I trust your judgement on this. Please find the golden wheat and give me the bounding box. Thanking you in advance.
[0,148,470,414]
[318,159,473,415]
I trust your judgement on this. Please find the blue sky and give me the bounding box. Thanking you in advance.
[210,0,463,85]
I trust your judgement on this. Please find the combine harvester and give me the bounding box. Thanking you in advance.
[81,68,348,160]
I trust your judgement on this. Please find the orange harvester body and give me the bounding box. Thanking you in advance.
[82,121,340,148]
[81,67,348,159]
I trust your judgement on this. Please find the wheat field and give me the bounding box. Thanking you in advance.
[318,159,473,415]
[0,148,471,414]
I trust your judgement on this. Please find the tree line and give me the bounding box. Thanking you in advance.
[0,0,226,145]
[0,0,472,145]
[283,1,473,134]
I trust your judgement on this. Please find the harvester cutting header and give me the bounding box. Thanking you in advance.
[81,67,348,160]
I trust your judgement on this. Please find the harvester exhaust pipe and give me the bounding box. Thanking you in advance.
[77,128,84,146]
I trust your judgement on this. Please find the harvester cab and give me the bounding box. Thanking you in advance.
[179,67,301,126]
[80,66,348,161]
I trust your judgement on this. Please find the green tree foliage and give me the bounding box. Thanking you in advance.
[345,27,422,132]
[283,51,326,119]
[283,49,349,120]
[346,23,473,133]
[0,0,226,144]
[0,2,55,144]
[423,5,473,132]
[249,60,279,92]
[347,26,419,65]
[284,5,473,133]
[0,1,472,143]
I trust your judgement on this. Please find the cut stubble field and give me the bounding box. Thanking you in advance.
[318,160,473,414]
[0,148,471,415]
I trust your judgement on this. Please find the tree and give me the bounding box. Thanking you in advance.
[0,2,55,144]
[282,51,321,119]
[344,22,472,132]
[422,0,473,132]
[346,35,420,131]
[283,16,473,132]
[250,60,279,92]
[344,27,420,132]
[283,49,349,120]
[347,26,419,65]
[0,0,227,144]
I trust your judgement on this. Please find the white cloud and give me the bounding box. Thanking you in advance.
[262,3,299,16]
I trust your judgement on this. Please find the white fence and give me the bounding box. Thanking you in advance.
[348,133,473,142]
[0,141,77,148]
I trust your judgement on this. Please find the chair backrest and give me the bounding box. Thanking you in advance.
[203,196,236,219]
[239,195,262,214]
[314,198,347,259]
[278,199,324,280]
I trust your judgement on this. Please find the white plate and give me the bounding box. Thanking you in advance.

********************

**ACTIVITY**
Word for word and line for line, give the material again.

**YOUR SOLUTION**
I trust your judgement on this. Please find the golden wheat and give me the bounding box. Thanking you in advance.
[0,148,470,414]
[318,159,473,415]
I trust your judgement on this. Please find the blue sky and give me the bounding box. Thanking you in advance.
[210,0,463,85]
I trust your judgement on this. Please find the combine harvester and give me the bounding box. Thanking you in advance.
[81,68,348,160]
I trust your judgement on this. Please find the orange harvester body and give me the bounding box. Thanking you in advance.
[82,121,340,148]
[81,67,348,159]
I trust your judgement on this. Please find the wheat field and give me the bounding box. Thanking you in advance.
[318,159,473,415]
[0,148,471,414]
I trust your judgement on this. Please find the tree line and give me the bounding box. Thanking you in advance.
[0,0,226,145]
[0,0,472,145]
[283,1,473,134]
I trust your judgement on this. Please find the harvester cutting header and give me the bounding box. Thanking you in advance.
[81,67,348,160]
I trust your judgement on this. Please find the harvester exhaust pipe and give me the bounding box. Thanking you in advance.
[77,128,84,146]
I trust your judgement on this. Please find the harvester cab and give me the bounding box. Thanking you in advance.
[179,67,301,126]
[80,66,348,161]
I trust your judgement on this. Please find the green tree foliage and give me the bounding box. Thanking you in advance.
[345,27,422,132]
[283,51,326,119]
[283,49,349,120]
[346,23,473,133]
[0,0,226,144]
[0,2,55,144]
[423,5,473,132]
[249,60,279,92]
[347,26,419,65]
[284,5,473,133]
[0,1,472,143]
I trust your judgement on this. Please find the cut stubble field and give me the bounding box. Thanking you in advance.
[318,160,473,414]
[0,148,471,415]
I trust your judgement on this. Please find the tree and give me the bounding box. Thanking you in advance.
[0,2,55,144]
[282,51,321,119]
[344,22,472,132]
[422,0,473,132]
[346,35,420,131]
[283,16,473,132]
[250,60,279,92]
[344,27,420,132]
[283,49,349,120]
[347,26,419,65]
[0,0,227,144]
I trust your judgement on this. Please find the white cloud and give me the bounding box. Thanking you in advance.
[262,3,299,16]
I trust your judgement on this. Please find the white fence and give me the bounding box. Thanking you in advance.
[348,133,473,142]
[0,141,77,148]
I trust your judgement on this. Please find the chair backrest and give me the bounding box. Thanking you in advance.
[203,196,236,219]
[239,195,262,214]
[314,198,347,259]
[278,199,324,280]
I trust your judgement on this. Please find the white plate and give me the bounding box. Thanking you in advance.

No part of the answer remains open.